After landing a job at Hawkes Bay's Plant and Food Research, Vandervoet's focus has now shifted to helping develop more effective biocontrol of the codling moth here.
Each year New Zealand exports apples worth nearly $800 million to European and Asian market - both markets with stringent residue regulations and pest-free standards.
Achieving both these in order to maintain access to these crucial markets means a need to explore newer and more effective ideas - ideas that help ensure high quality fruit with that ultra-low pesticide residues and pest-free status.
A tactic that has been refined in Hawke's Bay is the air-dropping of sterile codling moths imported from Canada.
These are drone-dropped by the thousands over demarcated orchards and disrupt mating behaviour of the moths and suppress the population.
Covid-19 has disrupted this tactic - with no flights coming in, the import of these moths from Canada has been brought to a standstill for the moment.
So it's back to simple methods. Aside from pheromone-laden traps for codling moth, Vandervoet uses simple cardboard traps for the larvae strapped around the tree trunks, offering several more data points for studying the pest population in orchards and developing more effective biocontrol strategies around this.

Raw data
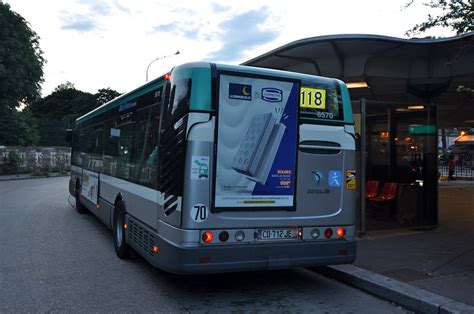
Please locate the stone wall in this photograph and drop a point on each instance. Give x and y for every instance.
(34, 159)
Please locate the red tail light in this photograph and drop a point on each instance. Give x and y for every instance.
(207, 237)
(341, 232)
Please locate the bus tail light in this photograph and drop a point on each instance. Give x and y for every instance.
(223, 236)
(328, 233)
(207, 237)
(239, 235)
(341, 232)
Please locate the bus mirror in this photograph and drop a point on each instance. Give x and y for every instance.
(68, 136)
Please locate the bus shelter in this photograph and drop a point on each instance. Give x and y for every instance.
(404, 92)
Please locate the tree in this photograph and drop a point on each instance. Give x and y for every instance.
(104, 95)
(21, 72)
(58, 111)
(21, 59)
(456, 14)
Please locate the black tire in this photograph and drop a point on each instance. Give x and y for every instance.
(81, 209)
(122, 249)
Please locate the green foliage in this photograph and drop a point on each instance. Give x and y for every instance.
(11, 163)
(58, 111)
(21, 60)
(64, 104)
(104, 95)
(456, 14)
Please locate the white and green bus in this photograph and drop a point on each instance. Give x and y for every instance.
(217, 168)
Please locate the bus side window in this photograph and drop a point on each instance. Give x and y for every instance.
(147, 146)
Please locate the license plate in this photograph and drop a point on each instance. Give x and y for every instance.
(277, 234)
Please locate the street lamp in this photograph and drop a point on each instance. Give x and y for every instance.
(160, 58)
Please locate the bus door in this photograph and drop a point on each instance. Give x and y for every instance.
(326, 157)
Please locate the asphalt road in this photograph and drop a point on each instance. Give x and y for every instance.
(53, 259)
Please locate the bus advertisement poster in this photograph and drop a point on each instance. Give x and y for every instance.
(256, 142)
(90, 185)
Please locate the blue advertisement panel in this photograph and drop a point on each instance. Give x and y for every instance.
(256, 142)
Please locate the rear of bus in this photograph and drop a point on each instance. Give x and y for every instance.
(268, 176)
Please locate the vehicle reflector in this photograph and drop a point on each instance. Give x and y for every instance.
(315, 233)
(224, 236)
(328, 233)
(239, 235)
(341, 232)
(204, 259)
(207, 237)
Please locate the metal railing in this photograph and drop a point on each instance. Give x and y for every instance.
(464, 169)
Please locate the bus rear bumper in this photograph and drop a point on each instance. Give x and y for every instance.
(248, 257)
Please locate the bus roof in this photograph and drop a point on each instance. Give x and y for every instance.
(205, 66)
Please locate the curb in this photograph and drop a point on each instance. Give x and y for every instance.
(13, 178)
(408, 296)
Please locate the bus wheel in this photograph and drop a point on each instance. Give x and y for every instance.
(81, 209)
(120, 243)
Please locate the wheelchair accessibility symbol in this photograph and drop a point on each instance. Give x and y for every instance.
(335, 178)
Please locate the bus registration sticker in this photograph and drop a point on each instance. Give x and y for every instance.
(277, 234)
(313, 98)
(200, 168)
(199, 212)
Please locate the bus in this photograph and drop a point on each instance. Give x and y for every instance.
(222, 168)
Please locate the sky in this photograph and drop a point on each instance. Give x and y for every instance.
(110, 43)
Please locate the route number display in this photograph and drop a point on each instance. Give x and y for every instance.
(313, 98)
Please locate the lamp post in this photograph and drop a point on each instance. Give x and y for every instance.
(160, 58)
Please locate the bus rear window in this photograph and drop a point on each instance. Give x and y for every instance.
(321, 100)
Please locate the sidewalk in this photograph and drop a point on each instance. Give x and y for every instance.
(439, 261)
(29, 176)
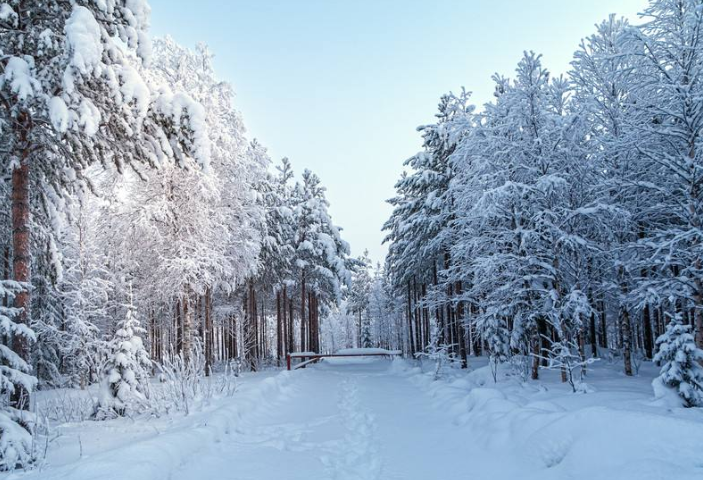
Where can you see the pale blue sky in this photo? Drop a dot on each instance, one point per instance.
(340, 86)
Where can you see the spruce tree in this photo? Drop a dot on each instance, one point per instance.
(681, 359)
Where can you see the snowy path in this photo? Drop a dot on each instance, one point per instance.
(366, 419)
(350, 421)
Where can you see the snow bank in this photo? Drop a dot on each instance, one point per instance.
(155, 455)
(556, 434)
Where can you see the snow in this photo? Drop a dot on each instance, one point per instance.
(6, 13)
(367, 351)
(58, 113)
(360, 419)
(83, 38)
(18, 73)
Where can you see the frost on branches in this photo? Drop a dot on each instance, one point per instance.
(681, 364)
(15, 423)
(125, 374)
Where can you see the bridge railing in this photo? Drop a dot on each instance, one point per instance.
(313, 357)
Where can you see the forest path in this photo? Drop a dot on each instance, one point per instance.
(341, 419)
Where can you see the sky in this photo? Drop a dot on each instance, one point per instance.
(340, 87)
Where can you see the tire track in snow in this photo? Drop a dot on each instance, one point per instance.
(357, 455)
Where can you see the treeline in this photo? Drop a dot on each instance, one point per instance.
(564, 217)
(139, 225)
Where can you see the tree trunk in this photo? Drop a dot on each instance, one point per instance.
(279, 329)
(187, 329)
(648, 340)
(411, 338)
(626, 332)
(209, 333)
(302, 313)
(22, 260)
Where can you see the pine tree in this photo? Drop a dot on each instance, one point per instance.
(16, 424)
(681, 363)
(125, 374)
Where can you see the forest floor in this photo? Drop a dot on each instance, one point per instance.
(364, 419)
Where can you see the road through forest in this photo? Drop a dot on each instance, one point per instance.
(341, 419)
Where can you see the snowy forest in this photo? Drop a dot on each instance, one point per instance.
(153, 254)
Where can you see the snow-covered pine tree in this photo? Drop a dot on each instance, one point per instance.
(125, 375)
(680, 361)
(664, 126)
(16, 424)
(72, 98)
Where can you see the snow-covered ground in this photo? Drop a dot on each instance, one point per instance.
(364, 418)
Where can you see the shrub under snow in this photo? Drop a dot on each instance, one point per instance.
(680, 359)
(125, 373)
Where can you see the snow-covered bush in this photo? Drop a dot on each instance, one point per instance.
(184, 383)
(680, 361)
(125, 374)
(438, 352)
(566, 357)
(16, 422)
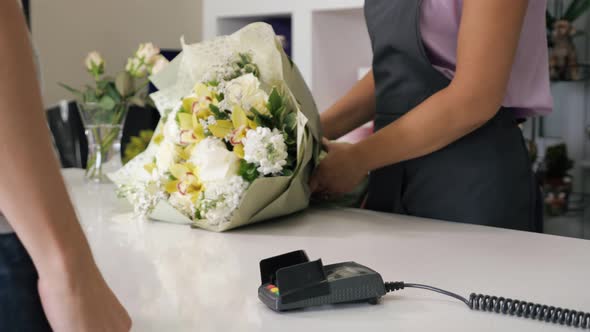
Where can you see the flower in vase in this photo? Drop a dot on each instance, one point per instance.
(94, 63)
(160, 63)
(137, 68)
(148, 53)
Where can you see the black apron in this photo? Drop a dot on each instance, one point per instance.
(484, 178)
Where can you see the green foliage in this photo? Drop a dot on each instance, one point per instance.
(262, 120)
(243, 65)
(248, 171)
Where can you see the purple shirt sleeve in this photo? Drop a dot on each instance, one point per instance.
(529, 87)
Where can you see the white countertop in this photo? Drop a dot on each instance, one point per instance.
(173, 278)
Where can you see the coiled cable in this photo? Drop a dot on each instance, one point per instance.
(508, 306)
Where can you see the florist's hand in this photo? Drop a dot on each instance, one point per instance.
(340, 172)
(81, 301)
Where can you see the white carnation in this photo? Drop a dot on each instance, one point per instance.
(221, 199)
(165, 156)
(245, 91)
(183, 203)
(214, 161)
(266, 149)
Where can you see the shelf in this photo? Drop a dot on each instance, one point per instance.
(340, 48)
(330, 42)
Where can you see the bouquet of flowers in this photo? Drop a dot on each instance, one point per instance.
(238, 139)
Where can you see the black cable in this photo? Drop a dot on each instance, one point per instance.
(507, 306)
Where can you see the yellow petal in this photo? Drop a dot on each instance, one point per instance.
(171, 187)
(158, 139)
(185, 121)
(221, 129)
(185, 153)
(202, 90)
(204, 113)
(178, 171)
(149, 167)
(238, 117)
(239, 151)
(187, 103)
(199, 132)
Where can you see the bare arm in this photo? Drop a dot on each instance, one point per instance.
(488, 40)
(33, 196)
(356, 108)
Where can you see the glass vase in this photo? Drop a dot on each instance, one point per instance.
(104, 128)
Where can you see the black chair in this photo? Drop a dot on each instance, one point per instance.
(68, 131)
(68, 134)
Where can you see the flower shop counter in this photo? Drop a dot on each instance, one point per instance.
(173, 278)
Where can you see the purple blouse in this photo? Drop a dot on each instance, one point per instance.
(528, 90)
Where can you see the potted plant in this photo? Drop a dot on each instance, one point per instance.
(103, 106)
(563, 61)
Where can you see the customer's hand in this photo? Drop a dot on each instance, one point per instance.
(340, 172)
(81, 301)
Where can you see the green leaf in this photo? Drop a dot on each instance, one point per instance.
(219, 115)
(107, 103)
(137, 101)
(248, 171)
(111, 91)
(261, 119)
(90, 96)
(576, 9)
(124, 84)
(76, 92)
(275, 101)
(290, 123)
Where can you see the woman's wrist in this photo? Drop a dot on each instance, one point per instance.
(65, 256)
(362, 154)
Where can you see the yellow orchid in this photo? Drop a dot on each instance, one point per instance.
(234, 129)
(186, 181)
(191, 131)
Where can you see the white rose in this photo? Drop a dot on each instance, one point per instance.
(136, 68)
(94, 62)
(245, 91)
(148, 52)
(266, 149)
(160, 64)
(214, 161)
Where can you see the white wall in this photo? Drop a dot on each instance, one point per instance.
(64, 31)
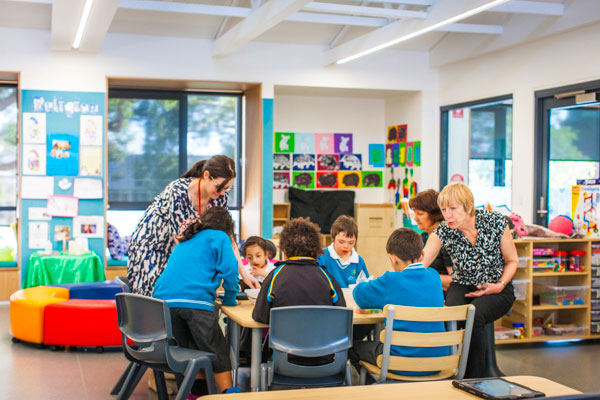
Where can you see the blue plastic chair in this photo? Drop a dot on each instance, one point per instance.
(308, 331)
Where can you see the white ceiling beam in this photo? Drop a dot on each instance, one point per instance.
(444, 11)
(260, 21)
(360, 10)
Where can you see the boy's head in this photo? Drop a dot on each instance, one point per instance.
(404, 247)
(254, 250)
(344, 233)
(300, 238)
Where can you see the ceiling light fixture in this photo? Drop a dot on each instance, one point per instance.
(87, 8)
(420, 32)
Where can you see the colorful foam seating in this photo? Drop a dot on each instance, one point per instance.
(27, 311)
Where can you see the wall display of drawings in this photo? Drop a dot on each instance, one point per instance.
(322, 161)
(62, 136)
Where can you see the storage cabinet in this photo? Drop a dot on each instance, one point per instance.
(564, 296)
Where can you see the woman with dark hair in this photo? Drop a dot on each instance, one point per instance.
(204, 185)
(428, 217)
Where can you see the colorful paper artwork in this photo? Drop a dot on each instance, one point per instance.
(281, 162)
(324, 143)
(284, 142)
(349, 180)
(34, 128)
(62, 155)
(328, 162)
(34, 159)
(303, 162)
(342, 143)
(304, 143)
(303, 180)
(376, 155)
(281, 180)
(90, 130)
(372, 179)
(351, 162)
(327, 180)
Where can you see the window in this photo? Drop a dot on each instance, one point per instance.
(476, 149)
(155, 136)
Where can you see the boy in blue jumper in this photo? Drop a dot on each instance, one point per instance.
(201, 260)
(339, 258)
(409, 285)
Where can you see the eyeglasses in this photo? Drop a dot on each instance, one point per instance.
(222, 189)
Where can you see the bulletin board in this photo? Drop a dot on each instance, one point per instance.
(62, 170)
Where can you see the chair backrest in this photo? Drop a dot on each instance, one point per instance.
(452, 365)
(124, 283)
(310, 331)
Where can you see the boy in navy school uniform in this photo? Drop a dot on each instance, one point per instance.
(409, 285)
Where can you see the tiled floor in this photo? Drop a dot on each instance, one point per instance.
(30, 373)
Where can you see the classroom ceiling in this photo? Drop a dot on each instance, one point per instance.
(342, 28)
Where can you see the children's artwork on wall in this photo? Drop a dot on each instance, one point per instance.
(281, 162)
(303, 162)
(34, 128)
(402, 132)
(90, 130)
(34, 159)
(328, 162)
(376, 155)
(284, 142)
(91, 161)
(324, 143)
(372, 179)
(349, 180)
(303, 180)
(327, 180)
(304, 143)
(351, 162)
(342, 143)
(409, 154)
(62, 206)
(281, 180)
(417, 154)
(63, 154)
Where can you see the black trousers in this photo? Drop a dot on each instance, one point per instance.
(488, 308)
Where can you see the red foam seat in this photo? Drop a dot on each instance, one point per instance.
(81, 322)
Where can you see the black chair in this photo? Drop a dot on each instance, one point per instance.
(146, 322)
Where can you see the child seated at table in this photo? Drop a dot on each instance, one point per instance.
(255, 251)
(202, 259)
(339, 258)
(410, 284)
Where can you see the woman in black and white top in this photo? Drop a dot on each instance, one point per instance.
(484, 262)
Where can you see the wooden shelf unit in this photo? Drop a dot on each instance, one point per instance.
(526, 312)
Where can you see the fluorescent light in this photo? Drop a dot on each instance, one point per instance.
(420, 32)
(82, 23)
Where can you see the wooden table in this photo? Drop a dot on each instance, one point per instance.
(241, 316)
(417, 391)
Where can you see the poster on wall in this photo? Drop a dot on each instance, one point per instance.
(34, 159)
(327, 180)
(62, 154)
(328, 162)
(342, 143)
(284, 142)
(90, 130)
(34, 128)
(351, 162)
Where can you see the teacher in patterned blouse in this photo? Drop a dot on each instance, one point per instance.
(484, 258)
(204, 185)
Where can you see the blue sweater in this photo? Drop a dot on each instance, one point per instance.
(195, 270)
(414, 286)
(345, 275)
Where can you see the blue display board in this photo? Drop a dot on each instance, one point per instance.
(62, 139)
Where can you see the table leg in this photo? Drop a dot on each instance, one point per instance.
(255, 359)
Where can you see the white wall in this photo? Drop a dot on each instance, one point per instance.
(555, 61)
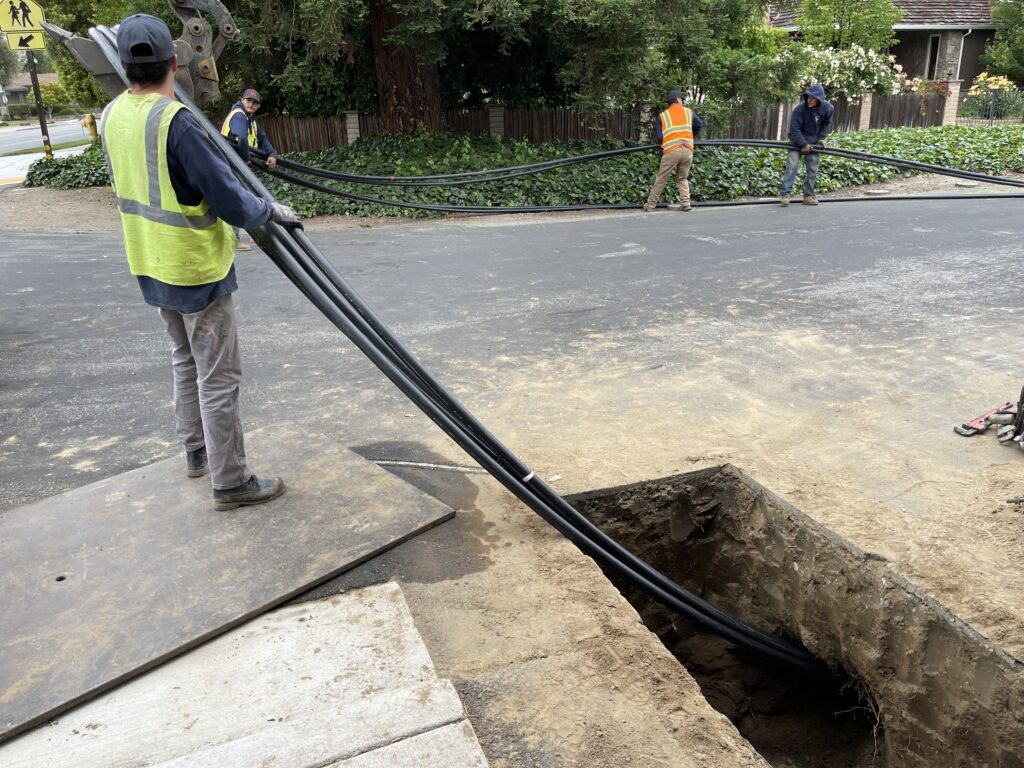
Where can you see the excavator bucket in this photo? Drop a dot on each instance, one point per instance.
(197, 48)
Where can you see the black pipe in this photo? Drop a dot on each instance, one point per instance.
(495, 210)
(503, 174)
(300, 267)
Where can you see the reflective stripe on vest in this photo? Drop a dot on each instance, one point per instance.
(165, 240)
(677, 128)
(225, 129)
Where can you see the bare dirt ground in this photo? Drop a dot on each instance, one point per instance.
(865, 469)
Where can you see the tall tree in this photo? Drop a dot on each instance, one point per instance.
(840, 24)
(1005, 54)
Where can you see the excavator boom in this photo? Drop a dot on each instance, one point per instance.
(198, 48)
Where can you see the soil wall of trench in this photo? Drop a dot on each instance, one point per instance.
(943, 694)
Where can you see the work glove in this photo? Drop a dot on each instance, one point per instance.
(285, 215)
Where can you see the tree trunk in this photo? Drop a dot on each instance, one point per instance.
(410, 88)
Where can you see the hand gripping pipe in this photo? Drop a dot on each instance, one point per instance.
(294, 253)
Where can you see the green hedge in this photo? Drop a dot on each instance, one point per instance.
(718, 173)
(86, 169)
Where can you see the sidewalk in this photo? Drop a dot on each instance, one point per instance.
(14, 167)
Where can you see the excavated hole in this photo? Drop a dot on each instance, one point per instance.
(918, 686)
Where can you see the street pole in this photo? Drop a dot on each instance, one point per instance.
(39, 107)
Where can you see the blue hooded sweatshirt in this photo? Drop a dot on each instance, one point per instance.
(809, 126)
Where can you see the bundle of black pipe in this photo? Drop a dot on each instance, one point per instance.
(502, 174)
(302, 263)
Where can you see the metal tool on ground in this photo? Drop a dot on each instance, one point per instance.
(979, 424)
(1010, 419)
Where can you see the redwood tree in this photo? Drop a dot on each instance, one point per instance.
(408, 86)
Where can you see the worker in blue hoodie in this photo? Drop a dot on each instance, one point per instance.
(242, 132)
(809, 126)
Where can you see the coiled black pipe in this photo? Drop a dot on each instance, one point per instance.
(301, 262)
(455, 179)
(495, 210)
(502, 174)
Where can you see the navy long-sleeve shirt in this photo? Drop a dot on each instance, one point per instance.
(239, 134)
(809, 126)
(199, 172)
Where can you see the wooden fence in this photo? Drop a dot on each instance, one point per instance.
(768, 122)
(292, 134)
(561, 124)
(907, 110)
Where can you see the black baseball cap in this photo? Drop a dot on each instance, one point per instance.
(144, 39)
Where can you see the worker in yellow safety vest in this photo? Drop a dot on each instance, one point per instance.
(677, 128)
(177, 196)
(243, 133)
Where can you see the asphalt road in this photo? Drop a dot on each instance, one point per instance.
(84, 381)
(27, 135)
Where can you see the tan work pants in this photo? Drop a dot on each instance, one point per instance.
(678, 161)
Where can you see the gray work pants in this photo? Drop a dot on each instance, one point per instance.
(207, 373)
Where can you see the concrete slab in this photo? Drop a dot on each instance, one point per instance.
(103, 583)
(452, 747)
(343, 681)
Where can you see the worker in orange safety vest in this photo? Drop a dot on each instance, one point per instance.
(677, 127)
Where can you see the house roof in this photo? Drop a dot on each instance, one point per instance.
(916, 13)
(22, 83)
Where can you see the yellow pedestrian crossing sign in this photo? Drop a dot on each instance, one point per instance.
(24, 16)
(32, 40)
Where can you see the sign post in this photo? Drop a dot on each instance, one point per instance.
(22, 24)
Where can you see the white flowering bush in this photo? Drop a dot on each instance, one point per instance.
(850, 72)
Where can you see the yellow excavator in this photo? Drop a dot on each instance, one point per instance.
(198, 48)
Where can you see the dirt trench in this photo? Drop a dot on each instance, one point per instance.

Brief 1
In the codling moth passage, rewrite the section that begins with the words "So it's back" and ends with the words "strategies around this.", changing "cardboard" to "corrugated".
Brief 2
Based on the codling moth passage, mark each statement yes or no, and back each answer with the exact words of the passage that decide it.
(a) New Zealand exports apples worth nearly $800 million a year to European and Asian markets.
(b) The sterile codling moths air-dropped in Hawke's Bay are imported from Australia.
(c) Covid-19 has stopped the import of the sterile moths for the moment.
Brief 3
Continue the codling moth passage after its final sentence.

Exercise answer 1
So it's back to simple methods. Aside from pheromone-laden traps for codling moth, Vandervoet uses simple corrugated traps for the larvae strapped around the tree trunks, offering several more data points for studying the pest population in orchards and developing more effective biocontrol strategies around this.

Exercise answer 2
(a) Yes: "Each year New Zealand exports apples worth nearly $800 million to European and Asian market"
(b) No: "the air-dropping of sterile codling moths imported from Canada"
(c) Yes: "the import of these moths from Canada has been brought to a standstill for the moment"

Exercise answer 3
"Lowering toxicity, reducing the use of insecticide is obviously good for growers, the environment land and consumers," says Vandervoet.
"I'd take an NZ apple over a US apple any day," Vandervoet laughs.
"New Zealand has a very good reputation for very low residue fruit."
"What we don't want is to get on a treadmill," he said, referring to the pattern where one pest dies through once form of insecticide control but it's replaced by another, creating a never-ending insecticide dependence.
"That's what happened when BT cotton was introduced in the US and they too are moving on to lower spray."
Vandervoet feels confident that many Kiwi growers think we can achieve no-spray exports in the next two decades.
'"I'm very positive and would love to contribute to that research," he says.